**Prompt**
Locate every line in the records below that contains the string "bicycle", matching case exactly, and copy each of those lines.

Start Material to process

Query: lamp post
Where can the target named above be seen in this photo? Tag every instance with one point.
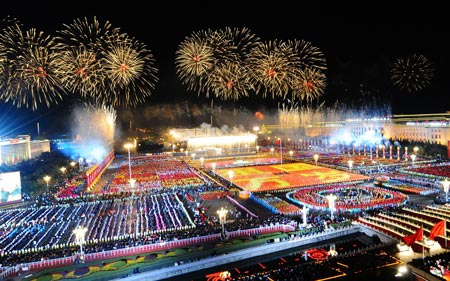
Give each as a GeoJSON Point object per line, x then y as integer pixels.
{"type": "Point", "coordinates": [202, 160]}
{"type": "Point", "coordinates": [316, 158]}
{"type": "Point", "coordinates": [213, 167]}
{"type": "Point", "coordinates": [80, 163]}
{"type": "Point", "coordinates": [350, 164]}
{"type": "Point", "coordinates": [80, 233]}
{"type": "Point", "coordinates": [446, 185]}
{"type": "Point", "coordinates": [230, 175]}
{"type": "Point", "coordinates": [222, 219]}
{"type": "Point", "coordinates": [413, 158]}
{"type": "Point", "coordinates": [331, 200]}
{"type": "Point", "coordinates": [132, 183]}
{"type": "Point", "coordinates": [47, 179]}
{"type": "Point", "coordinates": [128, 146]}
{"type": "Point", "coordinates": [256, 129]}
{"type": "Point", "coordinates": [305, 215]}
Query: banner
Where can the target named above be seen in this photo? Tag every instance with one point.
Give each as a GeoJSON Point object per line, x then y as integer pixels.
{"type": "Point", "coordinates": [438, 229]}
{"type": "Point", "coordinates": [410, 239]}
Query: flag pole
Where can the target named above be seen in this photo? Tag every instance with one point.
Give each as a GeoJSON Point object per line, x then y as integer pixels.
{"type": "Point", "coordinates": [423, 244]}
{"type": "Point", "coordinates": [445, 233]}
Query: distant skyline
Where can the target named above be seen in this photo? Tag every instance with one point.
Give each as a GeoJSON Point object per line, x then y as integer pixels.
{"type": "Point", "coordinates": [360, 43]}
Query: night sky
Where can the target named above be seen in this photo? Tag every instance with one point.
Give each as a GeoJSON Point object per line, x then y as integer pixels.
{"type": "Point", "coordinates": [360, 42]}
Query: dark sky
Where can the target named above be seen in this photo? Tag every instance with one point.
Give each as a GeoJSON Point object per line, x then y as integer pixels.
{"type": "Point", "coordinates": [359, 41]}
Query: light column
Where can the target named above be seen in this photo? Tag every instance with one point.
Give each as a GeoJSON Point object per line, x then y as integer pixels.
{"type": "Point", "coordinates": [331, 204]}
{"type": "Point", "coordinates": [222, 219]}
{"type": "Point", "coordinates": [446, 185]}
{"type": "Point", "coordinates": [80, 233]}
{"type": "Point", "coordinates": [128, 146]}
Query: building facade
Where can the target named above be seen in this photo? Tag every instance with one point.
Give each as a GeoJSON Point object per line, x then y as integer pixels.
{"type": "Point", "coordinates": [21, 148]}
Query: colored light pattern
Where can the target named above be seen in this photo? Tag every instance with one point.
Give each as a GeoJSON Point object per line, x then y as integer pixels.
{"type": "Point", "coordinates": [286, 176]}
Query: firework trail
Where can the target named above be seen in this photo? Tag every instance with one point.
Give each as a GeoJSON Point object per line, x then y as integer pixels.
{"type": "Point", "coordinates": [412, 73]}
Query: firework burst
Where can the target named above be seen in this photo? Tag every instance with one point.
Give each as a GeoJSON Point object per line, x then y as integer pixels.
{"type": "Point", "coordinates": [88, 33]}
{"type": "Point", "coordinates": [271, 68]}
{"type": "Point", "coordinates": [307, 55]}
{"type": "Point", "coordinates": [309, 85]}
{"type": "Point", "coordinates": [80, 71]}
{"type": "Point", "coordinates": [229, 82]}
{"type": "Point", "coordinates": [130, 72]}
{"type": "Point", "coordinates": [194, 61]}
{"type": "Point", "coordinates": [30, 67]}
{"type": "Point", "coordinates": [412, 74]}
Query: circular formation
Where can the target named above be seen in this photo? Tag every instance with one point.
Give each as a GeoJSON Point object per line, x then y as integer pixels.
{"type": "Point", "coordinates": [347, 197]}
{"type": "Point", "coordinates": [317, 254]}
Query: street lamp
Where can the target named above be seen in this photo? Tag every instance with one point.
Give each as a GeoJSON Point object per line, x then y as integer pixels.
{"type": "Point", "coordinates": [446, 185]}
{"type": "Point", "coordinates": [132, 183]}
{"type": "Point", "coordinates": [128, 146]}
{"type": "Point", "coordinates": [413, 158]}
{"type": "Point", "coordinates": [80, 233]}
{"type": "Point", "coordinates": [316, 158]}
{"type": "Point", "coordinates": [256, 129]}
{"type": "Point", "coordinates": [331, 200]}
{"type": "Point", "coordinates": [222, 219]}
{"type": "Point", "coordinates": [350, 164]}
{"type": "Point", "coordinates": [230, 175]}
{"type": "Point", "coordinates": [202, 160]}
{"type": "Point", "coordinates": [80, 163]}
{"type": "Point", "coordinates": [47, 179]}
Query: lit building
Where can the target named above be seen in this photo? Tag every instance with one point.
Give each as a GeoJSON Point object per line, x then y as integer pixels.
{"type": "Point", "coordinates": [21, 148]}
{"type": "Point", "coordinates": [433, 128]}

End Material to process
Start Material to process

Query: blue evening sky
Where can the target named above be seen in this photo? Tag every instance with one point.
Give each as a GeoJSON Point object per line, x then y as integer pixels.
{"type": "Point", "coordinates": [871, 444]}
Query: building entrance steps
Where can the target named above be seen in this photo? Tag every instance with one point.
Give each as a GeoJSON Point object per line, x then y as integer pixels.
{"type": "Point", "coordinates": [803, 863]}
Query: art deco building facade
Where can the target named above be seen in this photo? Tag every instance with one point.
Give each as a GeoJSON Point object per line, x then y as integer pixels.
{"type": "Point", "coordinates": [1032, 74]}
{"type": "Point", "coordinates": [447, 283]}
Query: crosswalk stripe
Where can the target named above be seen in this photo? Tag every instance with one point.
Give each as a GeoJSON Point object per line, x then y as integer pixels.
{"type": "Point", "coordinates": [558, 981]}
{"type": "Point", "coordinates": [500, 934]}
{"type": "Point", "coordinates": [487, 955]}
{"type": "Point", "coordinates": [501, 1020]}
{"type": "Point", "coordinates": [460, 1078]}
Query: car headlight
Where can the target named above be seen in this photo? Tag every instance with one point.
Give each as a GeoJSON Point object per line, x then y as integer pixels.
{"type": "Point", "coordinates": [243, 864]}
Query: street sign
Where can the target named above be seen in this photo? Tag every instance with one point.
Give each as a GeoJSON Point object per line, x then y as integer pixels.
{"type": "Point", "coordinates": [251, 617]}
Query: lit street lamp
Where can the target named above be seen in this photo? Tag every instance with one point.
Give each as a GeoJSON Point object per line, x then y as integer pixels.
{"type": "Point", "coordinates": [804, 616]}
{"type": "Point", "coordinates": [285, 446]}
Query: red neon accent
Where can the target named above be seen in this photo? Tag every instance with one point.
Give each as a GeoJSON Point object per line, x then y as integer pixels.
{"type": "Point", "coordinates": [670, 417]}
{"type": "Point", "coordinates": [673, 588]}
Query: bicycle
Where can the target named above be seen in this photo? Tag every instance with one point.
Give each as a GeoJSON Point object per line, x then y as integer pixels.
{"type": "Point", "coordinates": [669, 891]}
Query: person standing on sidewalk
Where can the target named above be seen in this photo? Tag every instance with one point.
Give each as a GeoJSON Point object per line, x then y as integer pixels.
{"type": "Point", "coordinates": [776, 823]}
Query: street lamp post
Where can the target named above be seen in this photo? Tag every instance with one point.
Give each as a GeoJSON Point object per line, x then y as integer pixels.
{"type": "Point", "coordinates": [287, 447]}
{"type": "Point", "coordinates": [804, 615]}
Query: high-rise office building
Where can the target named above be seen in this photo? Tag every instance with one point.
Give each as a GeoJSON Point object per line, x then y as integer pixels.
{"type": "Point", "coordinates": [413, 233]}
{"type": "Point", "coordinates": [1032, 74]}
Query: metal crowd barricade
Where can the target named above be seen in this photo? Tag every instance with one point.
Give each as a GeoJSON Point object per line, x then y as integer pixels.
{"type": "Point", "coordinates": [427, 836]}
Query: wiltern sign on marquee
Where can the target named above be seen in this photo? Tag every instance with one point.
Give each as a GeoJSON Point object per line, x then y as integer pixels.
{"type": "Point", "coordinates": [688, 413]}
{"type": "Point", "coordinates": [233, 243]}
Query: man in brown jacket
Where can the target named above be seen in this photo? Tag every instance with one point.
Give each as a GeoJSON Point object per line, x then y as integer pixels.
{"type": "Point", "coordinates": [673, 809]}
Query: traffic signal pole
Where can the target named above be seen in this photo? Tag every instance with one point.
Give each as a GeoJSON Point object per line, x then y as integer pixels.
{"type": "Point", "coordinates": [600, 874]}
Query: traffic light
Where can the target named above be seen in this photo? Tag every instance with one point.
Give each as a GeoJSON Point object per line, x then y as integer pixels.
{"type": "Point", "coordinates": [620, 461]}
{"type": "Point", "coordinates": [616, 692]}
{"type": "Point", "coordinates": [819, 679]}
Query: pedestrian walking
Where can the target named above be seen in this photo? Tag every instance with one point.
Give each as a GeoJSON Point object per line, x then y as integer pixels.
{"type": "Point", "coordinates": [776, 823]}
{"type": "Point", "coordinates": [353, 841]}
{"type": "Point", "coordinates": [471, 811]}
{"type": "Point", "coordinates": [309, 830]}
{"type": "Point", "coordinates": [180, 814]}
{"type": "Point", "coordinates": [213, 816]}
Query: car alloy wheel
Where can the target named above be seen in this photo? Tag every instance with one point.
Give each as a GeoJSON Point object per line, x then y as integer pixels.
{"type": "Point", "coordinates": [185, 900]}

End Material to process
Start Material to process

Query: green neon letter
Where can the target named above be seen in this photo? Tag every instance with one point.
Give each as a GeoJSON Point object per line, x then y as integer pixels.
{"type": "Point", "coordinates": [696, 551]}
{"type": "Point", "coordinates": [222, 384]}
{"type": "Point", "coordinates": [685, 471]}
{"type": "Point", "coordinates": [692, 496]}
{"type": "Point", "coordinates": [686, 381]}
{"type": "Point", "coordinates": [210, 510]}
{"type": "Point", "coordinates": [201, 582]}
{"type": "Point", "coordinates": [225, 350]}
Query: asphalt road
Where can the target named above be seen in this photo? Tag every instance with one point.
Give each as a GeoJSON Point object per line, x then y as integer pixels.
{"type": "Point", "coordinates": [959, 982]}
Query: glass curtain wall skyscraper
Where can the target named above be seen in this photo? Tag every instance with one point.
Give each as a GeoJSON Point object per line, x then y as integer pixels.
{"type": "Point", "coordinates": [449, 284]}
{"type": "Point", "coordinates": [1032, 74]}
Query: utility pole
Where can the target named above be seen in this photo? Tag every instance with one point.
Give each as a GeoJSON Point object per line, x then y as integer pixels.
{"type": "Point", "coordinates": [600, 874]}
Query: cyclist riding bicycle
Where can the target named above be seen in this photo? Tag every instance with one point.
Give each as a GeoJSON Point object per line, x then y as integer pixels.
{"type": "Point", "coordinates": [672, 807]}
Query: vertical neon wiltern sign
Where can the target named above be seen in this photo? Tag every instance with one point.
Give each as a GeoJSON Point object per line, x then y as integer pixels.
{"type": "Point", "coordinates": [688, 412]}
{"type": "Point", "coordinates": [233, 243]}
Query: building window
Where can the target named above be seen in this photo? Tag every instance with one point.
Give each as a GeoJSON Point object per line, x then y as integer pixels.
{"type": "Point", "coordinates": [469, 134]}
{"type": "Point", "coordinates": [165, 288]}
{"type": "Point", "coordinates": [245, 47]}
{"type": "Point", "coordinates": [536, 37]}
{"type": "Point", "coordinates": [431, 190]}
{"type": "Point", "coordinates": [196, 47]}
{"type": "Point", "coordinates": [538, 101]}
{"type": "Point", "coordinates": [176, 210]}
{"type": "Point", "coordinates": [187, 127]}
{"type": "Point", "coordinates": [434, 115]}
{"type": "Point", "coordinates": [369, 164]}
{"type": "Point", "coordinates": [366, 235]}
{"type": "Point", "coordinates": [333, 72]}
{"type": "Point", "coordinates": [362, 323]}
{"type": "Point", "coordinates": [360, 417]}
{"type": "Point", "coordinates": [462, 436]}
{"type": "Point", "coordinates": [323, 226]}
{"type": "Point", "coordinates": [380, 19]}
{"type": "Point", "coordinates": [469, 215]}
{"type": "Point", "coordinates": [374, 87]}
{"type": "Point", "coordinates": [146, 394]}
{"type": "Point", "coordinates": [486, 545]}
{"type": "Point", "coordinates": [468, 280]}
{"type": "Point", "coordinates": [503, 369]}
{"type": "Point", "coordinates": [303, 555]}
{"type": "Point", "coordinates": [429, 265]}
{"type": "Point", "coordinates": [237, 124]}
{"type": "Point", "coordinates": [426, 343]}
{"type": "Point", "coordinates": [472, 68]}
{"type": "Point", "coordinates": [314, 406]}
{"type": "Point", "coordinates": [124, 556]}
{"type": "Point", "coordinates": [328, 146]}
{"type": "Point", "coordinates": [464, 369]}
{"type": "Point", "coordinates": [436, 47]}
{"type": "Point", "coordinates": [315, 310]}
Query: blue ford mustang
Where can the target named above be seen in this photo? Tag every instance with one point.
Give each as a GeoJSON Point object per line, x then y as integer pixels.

End Material to process

**The output**
Query: bicycle
Query: cyclist riding bicycle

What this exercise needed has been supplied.